--- Excerpted passage ---
Actualités > Séminaire de Emanuela Boros

Title : Information Extraction - An Overview and Thoughts On Where We Should Be Going

Abstract :

With the increasing amount of data and the exploding number of data sources, information extraction, whether from the perspective of acquiring knowledge or from a more directly operational perspective, becomes a more and more obvious need. This extraction, nevertheless, comes up against a recurring difficulty : most of the information is present in documents in a textual form, thus unstructured and difficult to be grasped by the machine.

More exactly, information extraction is the task of automatically extracting entities, relations, and events from unstructured texts. Therefore, the process of scanning a text for relevant information mainly implies three levels of extraction tasks : named entity recognition, relation extraction, and event extraction. Named entity recognition represents the detection of target entities in text and relation extraction is the identification of binary relations between entities. From the point of view of natural language processing, the extraction of events from texts is the most complex form of information extraction, which more generally encompasses the extraction of named entities and relationships that bind them in texts.

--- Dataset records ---
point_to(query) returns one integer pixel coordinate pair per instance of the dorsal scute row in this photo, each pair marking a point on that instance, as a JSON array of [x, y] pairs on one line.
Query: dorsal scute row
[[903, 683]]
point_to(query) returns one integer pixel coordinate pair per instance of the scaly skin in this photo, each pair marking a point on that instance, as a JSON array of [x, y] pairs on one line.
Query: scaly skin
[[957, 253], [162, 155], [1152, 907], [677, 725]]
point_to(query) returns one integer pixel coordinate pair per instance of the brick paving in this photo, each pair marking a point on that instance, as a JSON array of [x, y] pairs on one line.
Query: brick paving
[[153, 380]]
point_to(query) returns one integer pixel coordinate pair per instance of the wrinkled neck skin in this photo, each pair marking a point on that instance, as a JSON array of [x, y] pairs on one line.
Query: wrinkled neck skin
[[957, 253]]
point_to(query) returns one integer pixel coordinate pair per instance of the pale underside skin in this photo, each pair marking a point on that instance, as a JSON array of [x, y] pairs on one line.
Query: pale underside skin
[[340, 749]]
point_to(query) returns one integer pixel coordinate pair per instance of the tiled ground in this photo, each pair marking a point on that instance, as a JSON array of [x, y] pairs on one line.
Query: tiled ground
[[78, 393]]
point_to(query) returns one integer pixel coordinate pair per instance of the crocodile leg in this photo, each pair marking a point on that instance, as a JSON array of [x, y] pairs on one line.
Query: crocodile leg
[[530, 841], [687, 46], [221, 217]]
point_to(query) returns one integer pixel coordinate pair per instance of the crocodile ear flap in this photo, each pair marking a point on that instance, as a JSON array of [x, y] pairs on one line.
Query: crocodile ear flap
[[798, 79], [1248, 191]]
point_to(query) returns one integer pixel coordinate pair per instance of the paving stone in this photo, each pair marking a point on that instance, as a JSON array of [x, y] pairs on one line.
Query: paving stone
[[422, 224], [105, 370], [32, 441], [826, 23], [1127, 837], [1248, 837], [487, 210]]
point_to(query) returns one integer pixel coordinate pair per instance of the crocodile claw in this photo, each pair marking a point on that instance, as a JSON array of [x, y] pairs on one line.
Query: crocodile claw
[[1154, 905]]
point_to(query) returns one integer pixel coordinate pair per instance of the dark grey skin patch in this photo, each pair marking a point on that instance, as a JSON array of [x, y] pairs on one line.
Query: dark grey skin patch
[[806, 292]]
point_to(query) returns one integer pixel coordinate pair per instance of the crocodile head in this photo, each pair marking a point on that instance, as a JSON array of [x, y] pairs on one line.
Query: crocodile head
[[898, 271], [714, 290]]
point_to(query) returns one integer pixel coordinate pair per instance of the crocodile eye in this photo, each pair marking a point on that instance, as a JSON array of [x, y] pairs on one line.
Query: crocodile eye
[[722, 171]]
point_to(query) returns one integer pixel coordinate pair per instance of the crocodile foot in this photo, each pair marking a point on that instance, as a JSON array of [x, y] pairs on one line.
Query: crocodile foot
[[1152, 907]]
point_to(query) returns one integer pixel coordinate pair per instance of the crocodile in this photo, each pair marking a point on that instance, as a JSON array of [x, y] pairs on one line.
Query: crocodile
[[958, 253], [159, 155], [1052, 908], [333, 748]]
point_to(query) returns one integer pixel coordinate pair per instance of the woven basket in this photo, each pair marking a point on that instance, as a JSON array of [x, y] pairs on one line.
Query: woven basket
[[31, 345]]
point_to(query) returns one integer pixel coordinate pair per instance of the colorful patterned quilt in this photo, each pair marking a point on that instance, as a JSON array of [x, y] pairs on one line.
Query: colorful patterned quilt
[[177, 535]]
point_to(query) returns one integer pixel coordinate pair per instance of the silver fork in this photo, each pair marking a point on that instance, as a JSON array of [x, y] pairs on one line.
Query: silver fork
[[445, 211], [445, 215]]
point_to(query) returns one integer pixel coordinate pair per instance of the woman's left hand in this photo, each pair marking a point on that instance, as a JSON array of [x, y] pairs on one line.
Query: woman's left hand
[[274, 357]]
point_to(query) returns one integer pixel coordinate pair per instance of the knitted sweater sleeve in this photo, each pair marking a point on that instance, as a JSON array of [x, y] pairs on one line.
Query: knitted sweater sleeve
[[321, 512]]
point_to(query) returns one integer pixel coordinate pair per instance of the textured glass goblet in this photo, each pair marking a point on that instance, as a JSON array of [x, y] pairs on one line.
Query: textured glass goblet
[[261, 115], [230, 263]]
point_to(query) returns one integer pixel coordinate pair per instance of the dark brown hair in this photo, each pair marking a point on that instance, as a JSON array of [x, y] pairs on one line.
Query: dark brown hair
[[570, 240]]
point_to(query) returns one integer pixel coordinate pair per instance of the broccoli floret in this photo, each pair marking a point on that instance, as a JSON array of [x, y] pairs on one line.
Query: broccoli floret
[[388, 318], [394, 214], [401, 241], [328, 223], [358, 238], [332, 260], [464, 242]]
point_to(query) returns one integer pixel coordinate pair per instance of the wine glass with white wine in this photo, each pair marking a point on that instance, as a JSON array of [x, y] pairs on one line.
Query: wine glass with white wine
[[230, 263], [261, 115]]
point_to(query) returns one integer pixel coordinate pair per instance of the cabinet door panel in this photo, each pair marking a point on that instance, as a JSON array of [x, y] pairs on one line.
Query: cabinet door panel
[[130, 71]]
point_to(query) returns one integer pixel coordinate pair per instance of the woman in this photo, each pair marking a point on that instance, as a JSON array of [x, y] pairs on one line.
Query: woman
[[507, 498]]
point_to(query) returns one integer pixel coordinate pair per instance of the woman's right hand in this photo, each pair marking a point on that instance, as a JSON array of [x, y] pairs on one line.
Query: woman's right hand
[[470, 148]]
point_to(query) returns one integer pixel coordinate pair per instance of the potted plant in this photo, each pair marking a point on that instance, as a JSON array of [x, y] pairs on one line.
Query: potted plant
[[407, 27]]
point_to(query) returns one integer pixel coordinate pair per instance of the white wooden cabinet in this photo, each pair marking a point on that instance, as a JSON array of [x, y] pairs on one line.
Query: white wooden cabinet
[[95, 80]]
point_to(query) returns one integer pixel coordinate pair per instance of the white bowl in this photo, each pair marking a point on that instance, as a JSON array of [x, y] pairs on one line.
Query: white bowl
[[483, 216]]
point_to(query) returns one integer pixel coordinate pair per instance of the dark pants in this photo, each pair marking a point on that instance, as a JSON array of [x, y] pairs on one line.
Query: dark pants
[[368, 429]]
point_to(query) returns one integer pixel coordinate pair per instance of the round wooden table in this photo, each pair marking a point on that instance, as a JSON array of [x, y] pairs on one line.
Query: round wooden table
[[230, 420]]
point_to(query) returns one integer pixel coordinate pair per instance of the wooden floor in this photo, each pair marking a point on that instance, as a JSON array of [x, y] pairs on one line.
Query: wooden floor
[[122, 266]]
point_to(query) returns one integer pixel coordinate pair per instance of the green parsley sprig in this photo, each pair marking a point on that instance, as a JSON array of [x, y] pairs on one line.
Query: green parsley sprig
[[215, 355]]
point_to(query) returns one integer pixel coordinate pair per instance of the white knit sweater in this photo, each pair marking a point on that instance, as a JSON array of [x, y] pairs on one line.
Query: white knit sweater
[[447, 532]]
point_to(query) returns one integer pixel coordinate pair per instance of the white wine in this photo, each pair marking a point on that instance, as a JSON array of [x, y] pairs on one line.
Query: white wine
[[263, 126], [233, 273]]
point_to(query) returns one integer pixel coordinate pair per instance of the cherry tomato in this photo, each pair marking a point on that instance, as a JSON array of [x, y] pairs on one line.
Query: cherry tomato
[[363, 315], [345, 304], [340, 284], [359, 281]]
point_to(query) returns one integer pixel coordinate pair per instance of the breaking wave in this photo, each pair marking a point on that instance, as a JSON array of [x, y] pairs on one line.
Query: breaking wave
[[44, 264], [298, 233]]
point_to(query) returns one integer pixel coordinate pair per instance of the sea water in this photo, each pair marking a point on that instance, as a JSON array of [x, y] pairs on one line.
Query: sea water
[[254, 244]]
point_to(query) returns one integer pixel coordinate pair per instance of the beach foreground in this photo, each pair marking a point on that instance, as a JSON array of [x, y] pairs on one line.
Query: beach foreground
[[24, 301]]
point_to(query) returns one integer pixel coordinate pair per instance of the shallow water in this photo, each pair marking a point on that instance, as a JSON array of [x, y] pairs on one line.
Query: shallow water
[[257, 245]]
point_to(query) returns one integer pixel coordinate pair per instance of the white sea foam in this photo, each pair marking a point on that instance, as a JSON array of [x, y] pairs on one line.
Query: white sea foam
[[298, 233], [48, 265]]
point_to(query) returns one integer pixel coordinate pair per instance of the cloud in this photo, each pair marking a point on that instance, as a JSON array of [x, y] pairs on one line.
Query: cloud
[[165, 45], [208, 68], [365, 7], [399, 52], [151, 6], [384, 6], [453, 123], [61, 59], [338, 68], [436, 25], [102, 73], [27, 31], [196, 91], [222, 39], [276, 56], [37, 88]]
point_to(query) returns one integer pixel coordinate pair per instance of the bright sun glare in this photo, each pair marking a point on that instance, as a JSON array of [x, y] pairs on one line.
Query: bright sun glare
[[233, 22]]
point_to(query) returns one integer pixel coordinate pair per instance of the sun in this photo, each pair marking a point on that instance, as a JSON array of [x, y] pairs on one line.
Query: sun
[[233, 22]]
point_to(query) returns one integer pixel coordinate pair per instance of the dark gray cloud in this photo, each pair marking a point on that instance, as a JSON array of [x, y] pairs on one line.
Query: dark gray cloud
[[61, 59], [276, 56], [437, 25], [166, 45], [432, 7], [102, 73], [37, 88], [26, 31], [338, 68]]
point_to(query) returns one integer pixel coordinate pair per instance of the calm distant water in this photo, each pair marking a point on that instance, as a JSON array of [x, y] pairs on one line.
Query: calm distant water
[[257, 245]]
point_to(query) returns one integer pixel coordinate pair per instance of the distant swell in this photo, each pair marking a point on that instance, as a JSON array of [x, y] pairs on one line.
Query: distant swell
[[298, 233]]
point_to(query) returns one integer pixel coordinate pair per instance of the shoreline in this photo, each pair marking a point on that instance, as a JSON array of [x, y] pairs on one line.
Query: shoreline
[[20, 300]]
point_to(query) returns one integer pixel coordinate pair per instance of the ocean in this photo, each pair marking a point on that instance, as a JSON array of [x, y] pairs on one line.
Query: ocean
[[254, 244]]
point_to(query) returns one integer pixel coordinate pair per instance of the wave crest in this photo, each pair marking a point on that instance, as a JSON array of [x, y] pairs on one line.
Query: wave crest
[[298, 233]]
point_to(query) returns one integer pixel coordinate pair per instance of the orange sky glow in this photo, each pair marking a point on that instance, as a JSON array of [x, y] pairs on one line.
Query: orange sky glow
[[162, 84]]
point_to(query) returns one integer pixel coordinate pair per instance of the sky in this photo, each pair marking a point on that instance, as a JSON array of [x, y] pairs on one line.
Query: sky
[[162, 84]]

--- Required work ---
(a) Answer each question using the information extraction seminar abstract:
(i) What recurring difficulty does information extraction come up against?
(ii) What three levels of extraction tasks does scanning a text for relevant information mainly involve?
(iii) From the point of view of natural language processing, which form of information extraction is the most complex?
(b) Write the next part of the information extraction seminar abstract, picking up after its final sentence.
These records aren't needed for the work that follows.

--- Answers provided ---
(a)
(i) Most of the information is present in documents in textual form, so it is unstructured and difficult for the machine to grasp.
(ii) Named entity recognition, relation extraction, and event extraction.
(iii) The extraction of events from texts.

(b)
Despite the usefulness and wide prospective applicability of information extraction, several issues and challenges have to be overcome until an information extraction system is widely adopted as an effective tool in practice. For example, practical issues related to the high cost of manual annotation of texts have to be faced. An information extraction system needs a higher level of annotation of relations or events. While the research in this field has significantly benefited from manually annotated datasets to learn patterns for text analysis, the availability of these resources remains a significant problem. Another challenge is regarding the characterization of the different types of approaches that can be either highly dependent on the coverage of expert knowledge or require a lot of data for getting statistically significant features.

Thus, considering the obstacles that need to be faced in extracting relevant information and the development of information extraction systems over the years, we will present several methods and strategies in the recent advances in this field, with a focus on event extraction. Also, after an insight into some of the latest breakthroughs, we also give an overview of what challenges we could face both in the near and far future.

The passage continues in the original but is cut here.